— begin Rows —

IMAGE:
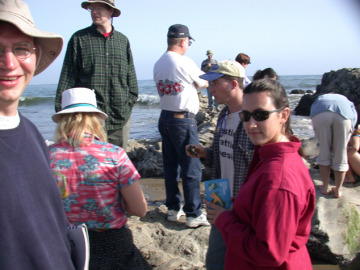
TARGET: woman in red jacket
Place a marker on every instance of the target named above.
(270, 222)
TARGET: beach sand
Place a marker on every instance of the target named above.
(154, 190)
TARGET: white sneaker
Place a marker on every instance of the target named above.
(174, 215)
(198, 221)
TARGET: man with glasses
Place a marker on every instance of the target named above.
(177, 79)
(231, 151)
(100, 58)
(33, 225)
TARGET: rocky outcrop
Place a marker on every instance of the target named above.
(335, 234)
(334, 237)
(345, 81)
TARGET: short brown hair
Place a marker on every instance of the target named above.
(242, 58)
(238, 79)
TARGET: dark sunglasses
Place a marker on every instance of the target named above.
(258, 115)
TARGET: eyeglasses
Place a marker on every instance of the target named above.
(97, 9)
(258, 115)
(21, 51)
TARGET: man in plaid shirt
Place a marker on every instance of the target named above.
(100, 58)
(231, 151)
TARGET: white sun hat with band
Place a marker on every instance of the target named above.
(17, 13)
(76, 100)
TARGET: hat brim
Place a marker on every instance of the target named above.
(211, 76)
(56, 116)
(116, 13)
(50, 44)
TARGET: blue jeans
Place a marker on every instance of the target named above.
(215, 256)
(210, 99)
(178, 130)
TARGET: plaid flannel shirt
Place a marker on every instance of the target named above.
(243, 152)
(105, 65)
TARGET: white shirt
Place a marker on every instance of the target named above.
(175, 75)
(226, 149)
(9, 122)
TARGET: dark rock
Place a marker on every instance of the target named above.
(345, 81)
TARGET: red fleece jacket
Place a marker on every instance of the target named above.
(271, 220)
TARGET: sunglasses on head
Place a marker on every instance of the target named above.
(258, 115)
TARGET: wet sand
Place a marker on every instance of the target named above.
(154, 190)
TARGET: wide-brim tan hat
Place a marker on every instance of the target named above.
(227, 67)
(78, 99)
(18, 13)
(110, 3)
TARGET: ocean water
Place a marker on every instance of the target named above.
(37, 104)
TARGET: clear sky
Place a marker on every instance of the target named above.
(305, 37)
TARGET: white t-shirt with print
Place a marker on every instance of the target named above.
(174, 75)
(228, 128)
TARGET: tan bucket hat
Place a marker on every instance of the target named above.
(18, 13)
(110, 3)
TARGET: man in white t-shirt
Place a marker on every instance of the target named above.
(177, 81)
(231, 151)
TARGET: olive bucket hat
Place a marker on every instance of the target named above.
(110, 3)
(17, 13)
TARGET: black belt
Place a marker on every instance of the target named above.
(186, 114)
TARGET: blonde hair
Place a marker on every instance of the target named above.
(71, 127)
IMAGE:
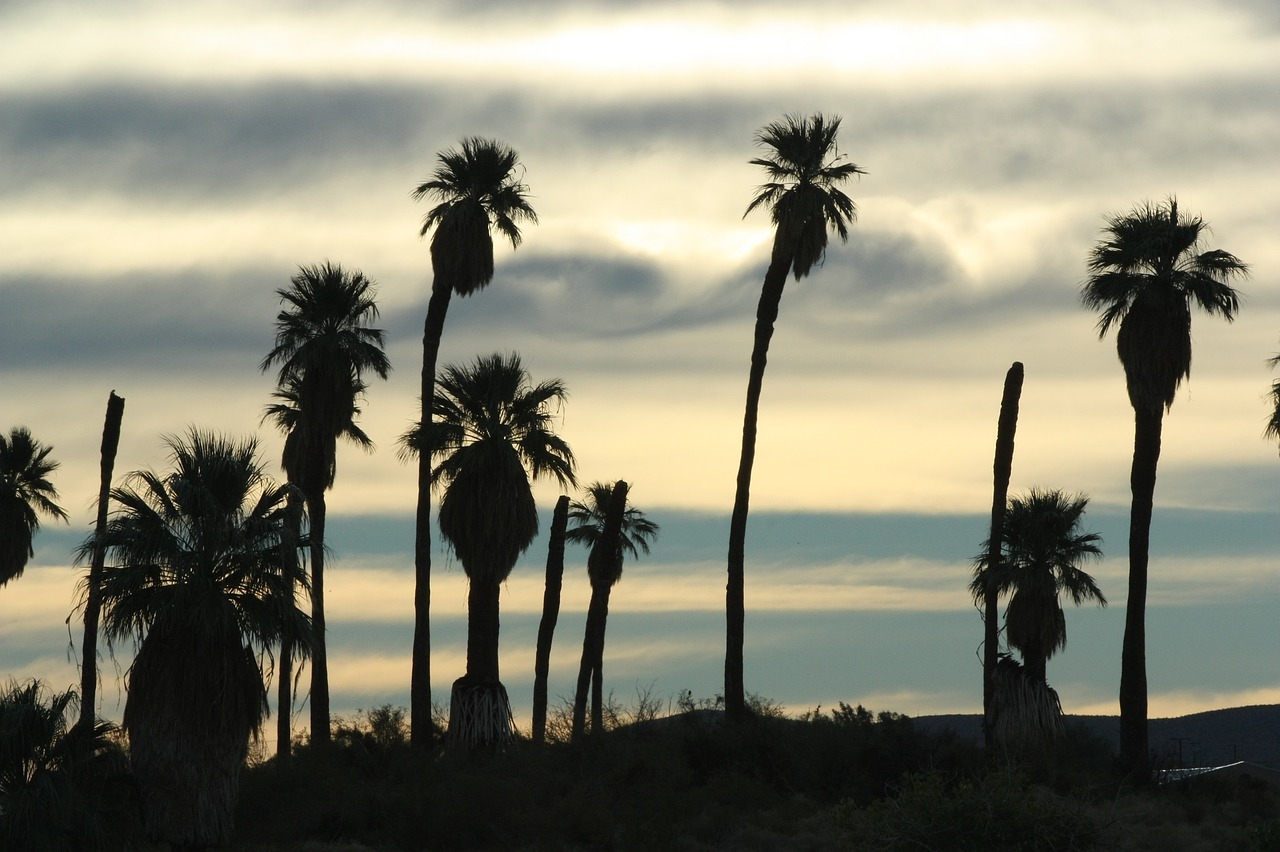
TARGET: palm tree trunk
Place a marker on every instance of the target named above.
(766, 315)
(483, 628)
(598, 688)
(551, 613)
(420, 678)
(1148, 425)
(284, 688)
(1002, 470)
(320, 720)
(94, 595)
(595, 614)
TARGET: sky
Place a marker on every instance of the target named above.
(165, 169)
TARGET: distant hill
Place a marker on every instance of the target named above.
(1208, 738)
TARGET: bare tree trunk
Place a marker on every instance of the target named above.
(1134, 747)
(284, 687)
(320, 720)
(735, 609)
(421, 728)
(604, 566)
(94, 592)
(1002, 470)
(551, 613)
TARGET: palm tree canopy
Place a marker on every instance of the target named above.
(26, 493)
(1041, 559)
(588, 523)
(492, 433)
(1144, 275)
(1272, 429)
(304, 466)
(201, 546)
(475, 186)
(803, 193)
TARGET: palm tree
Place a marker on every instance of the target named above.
(804, 201)
(551, 614)
(196, 580)
(611, 527)
(476, 188)
(324, 346)
(26, 493)
(1144, 275)
(1040, 562)
(1036, 563)
(60, 786)
(1006, 429)
(492, 433)
(1272, 429)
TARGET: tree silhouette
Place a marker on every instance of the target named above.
(1144, 275)
(1041, 557)
(551, 614)
(476, 188)
(804, 201)
(493, 433)
(26, 494)
(607, 523)
(324, 344)
(196, 581)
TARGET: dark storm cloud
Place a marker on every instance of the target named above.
(219, 142)
(150, 323)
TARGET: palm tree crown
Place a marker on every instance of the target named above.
(475, 186)
(804, 196)
(588, 518)
(492, 433)
(199, 580)
(324, 344)
(26, 493)
(1143, 278)
(1042, 552)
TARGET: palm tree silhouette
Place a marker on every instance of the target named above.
(1041, 557)
(324, 346)
(476, 187)
(196, 580)
(26, 494)
(607, 523)
(1144, 275)
(551, 614)
(804, 201)
(492, 433)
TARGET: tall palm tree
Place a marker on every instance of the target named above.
(26, 494)
(196, 580)
(324, 347)
(551, 614)
(607, 523)
(492, 434)
(1041, 555)
(804, 200)
(476, 187)
(1144, 275)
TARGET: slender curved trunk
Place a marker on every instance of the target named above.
(94, 594)
(1133, 658)
(766, 315)
(1002, 471)
(483, 628)
(597, 614)
(284, 687)
(479, 708)
(320, 733)
(604, 567)
(551, 613)
(420, 679)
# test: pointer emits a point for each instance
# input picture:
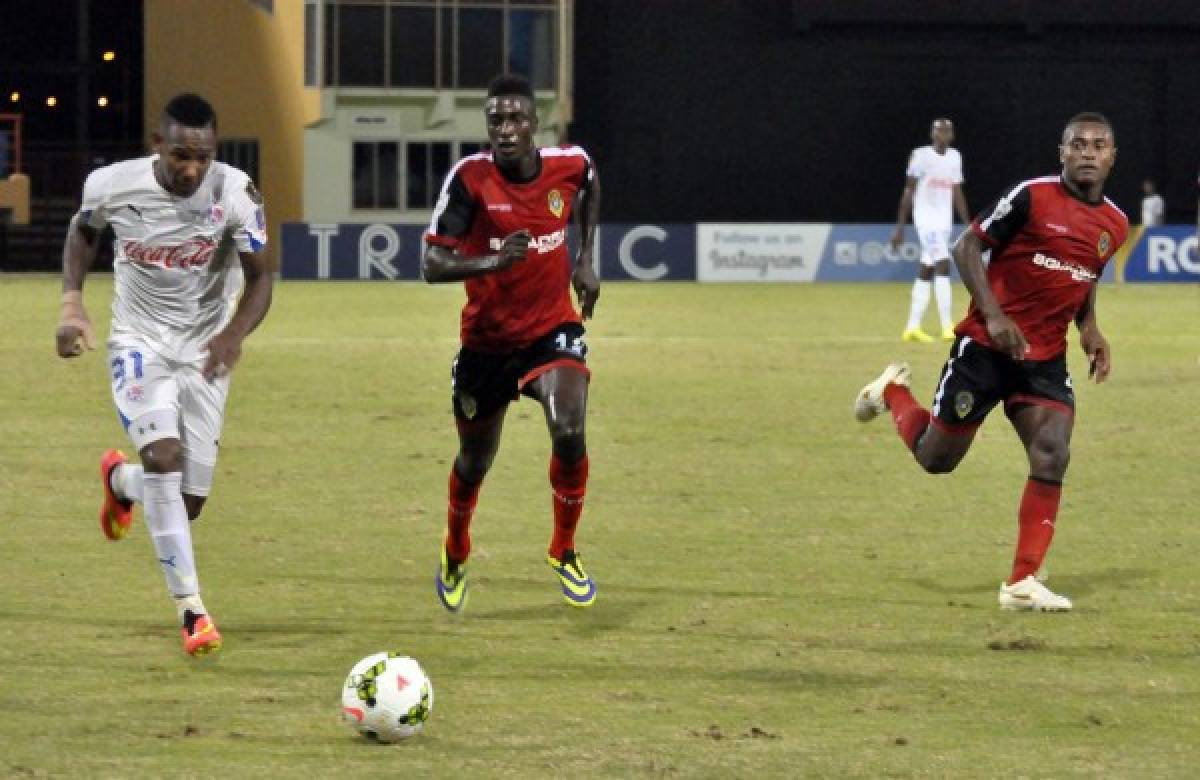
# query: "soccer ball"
(387, 697)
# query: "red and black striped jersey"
(1048, 249)
(477, 209)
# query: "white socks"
(126, 483)
(171, 532)
(945, 299)
(919, 303)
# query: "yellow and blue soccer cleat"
(579, 589)
(916, 334)
(451, 583)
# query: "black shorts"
(976, 378)
(485, 382)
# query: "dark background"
(807, 111)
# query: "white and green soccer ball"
(387, 697)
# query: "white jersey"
(933, 204)
(1152, 208)
(175, 259)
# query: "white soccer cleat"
(1032, 595)
(869, 402)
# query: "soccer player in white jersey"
(934, 185)
(190, 238)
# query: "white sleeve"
(915, 165)
(247, 222)
(94, 208)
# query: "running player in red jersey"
(1049, 239)
(499, 226)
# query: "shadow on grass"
(1074, 585)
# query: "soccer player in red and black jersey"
(499, 226)
(1050, 239)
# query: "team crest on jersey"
(963, 403)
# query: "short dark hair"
(510, 84)
(190, 111)
(1092, 118)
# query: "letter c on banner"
(378, 257)
(625, 253)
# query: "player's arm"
(453, 217)
(1096, 346)
(225, 348)
(583, 277)
(960, 205)
(905, 209)
(444, 264)
(73, 333)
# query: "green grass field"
(783, 592)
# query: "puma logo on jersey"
(1078, 273)
(544, 244)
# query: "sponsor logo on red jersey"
(543, 244)
(1078, 273)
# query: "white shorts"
(935, 245)
(161, 399)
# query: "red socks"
(910, 418)
(1039, 508)
(459, 511)
(568, 483)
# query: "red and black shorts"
(976, 378)
(485, 382)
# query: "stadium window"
(429, 43)
(240, 153)
(480, 46)
(412, 47)
(376, 174)
(531, 46)
(360, 33)
(469, 148)
(426, 165)
(311, 39)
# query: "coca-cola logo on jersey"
(189, 255)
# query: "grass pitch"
(783, 593)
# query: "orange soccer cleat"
(201, 635)
(115, 516)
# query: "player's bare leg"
(169, 525)
(1045, 432)
(563, 393)
(478, 443)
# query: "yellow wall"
(250, 65)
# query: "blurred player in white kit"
(933, 192)
(190, 235)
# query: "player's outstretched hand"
(1007, 336)
(225, 349)
(514, 249)
(73, 334)
(1099, 354)
(587, 286)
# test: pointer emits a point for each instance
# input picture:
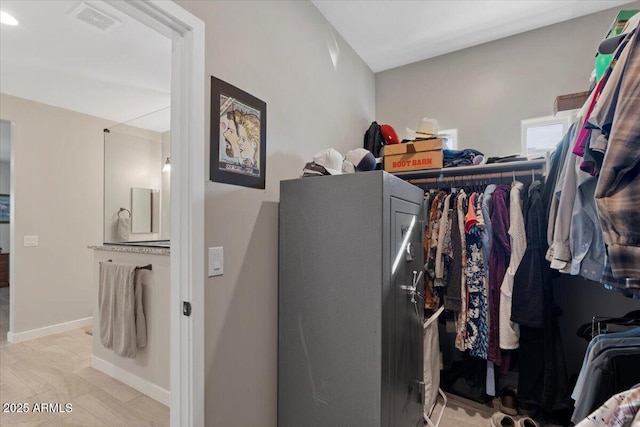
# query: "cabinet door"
(406, 323)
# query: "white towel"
(122, 321)
(124, 227)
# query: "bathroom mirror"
(144, 210)
(136, 189)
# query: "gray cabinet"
(349, 335)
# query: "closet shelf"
(525, 165)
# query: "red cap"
(389, 134)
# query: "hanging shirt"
(510, 331)
(498, 262)
(618, 190)
(477, 338)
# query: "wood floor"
(55, 369)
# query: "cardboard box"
(432, 159)
(413, 147)
(417, 155)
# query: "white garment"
(510, 331)
(461, 321)
(602, 416)
(439, 280)
(432, 361)
(122, 320)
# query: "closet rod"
(525, 165)
(143, 267)
(538, 173)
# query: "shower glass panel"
(136, 190)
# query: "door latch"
(186, 308)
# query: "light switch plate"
(216, 261)
(31, 240)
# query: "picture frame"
(5, 209)
(238, 136)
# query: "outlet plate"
(31, 240)
(216, 261)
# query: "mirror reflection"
(137, 181)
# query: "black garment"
(557, 161)
(373, 139)
(527, 307)
(543, 375)
(506, 159)
(453, 295)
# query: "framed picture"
(238, 136)
(4, 209)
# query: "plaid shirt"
(618, 191)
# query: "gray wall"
(486, 90)
(279, 52)
(58, 197)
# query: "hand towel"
(122, 320)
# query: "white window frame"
(451, 134)
(526, 124)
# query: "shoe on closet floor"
(527, 422)
(502, 420)
(507, 402)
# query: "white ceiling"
(55, 58)
(123, 74)
(389, 34)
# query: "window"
(542, 134)
(449, 138)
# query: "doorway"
(187, 201)
(186, 33)
(5, 227)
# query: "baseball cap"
(389, 134)
(330, 159)
(362, 159)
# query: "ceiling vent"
(94, 17)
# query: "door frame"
(187, 200)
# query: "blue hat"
(362, 159)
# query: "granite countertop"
(132, 249)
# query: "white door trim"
(187, 200)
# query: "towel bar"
(144, 267)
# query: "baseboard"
(143, 386)
(48, 330)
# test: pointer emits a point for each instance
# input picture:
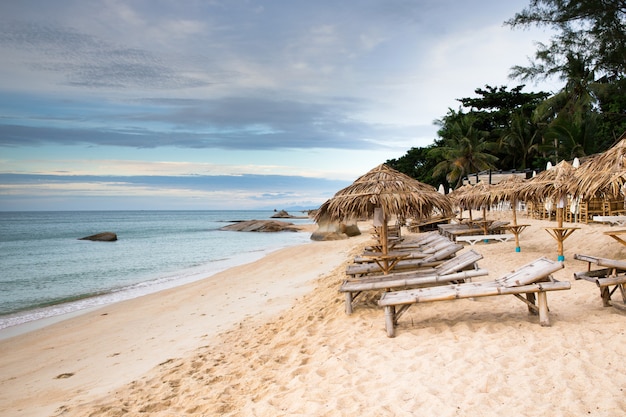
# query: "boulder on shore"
(282, 215)
(261, 226)
(101, 237)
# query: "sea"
(47, 271)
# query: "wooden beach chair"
(533, 278)
(408, 253)
(457, 269)
(429, 261)
(612, 275)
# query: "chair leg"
(544, 318)
(348, 303)
(390, 312)
(531, 299)
(605, 293)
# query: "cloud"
(208, 192)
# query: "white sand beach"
(271, 338)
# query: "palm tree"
(465, 150)
(520, 141)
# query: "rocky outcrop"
(101, 237)
(282, 215)
(261, 226)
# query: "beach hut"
(553, 184)
(478, 197)
(383, 193)
(603, 175)
(509, 190)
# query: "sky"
(232, 104)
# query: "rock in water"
(101, 237)
(282, 215)
(261, 226)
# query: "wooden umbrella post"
(560, 233)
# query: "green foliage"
(465, 149)
(509, 129)
(417, 164)
(593, 30)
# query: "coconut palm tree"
(466, 149)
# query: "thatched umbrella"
(388, 192)
(603, 175)
(458, 196)
(553, 184)
(477, 197)
(509, 190)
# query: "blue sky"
(233, 104)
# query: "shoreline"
(98, 350)
(299, 354)
(16, 323)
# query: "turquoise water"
(46, 270)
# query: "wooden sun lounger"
(415, 243)
(473, 239)
(431, 260)
(533, 278)
(457, 269)
(613, 274)
(612, 220)
(409, 253)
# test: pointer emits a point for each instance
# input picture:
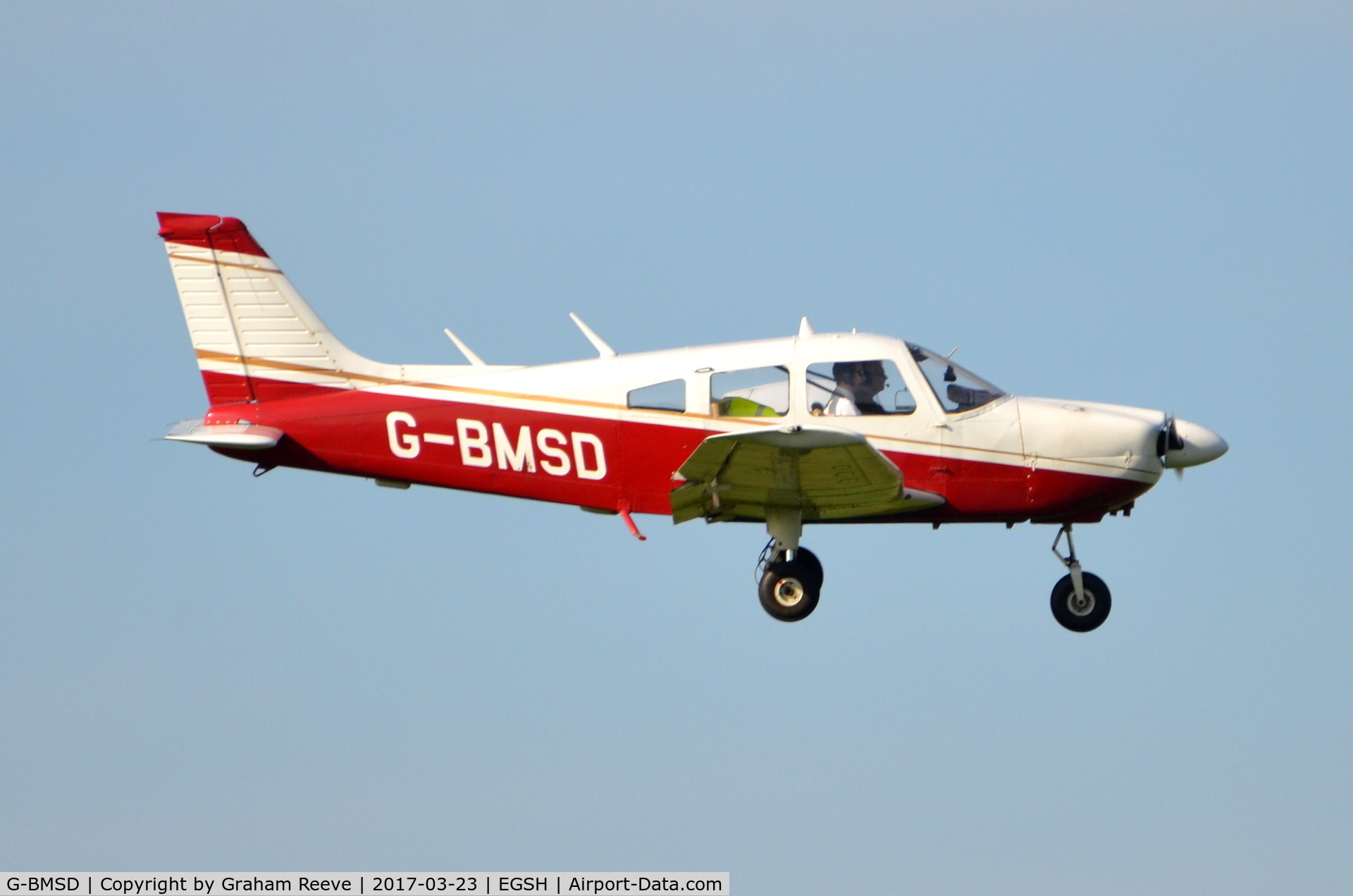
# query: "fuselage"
(572, 432)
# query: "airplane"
(824, 428)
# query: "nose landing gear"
(1080, 600)
(791, 578)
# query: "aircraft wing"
(831, 474)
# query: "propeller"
(1169, 440)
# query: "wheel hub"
(789, 592)
(1082, 605)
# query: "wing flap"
(829, 474)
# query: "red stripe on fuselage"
(351, 432)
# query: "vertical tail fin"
(256, 339)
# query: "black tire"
(1082, 619)
(789, 590)
(812, 566)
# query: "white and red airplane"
(812, 428)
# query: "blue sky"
(1137, 204)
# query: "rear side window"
(757, 392)
(666, 396)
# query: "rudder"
(254, 337)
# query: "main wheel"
(1087, 615)
(789, 590)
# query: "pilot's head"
(863, 379)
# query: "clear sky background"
(1148, 204)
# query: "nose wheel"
(789, 577)
(789, 587)
(1080, 600)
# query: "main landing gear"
(1080, 600)
(791, 577)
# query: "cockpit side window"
(957, 389)
(855, 389)
(667, 396)
(757, 392)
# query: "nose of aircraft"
(1201, 446)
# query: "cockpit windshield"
(957, 389)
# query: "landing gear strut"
(791, 577)
(1080, 600)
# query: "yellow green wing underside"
(829, 474)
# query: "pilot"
(858, 383)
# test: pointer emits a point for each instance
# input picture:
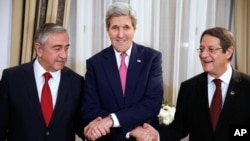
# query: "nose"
(203, 53)
(64, 53)
(120, 33)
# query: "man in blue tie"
(115, 107)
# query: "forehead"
(209, 40)
(120, 20)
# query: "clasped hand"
(101, 126)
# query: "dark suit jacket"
(192, 114)
(143, 94)
(20, 113)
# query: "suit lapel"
(63, 90)
(136, 62)
(111, 70)
(30, 82)
(233, 89)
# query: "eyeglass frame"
(210, 50)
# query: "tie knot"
(123, 55)
(47, 76)
(217, 82)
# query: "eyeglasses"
(210, 50)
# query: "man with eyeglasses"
(197, 113)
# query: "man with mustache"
(29, 113)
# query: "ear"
(38, 49)
(230, 51)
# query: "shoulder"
(241, 77)
(67, 71)
(145, 49)
(19, 68)
(102, 54)
(196, 80)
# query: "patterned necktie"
(46, 100)
(123, 71)
(215, 107)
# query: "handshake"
(101, 126)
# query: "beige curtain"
(242, 35)
(27, 16)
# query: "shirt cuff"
(115, 120)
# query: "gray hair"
(42, 33)
(120, 9)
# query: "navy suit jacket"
(192, 114)
(143, 93)
(20, 113)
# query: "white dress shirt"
(53, 81)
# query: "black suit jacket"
(20, 112)
(143, 94)
(192, 112)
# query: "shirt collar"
(39, 70)
(225, 77)
(128, 52)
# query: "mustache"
(61, 59)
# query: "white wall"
(5, 33)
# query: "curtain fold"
(27, 16)
(242, 35)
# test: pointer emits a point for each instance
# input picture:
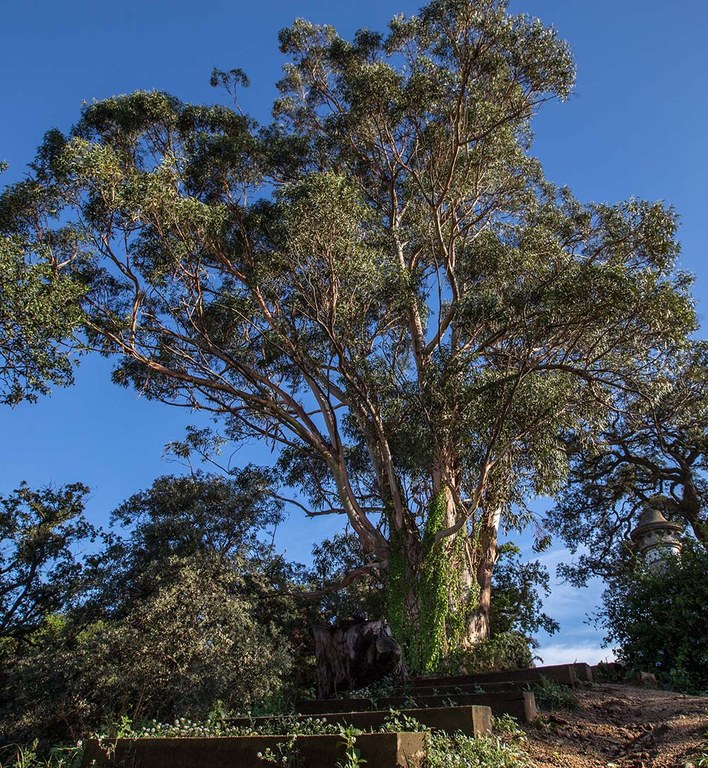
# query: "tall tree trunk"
(484, 558)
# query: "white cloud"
(590, 653)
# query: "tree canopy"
(381, 284)
(652, 451)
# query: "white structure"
(656, 539)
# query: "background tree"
(41, 533)
(176, 614)
(655, 449)
(410, 313)
(658, 621)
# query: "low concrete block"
(564, 674)
(518, 704)
(471, 720)
(583, 672)
(382, 750)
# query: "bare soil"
(621, 726)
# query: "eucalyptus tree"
(40, 573)
(381, 284)
(39, 313)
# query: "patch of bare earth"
(623, 726)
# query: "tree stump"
(354, 654)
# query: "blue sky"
(634, 127)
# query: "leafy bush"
(659, 621)
(506, 651)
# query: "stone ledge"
(380, 750)
(518, 704)
(470, 720)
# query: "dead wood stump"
(354, 654)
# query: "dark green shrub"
(659, 622)
(509, 650)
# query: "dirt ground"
(621, 726)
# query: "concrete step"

— end Rows —

| Work to be completed |
State how many lines in the material above contain the string "bare". Give only the number.

| Task output |
4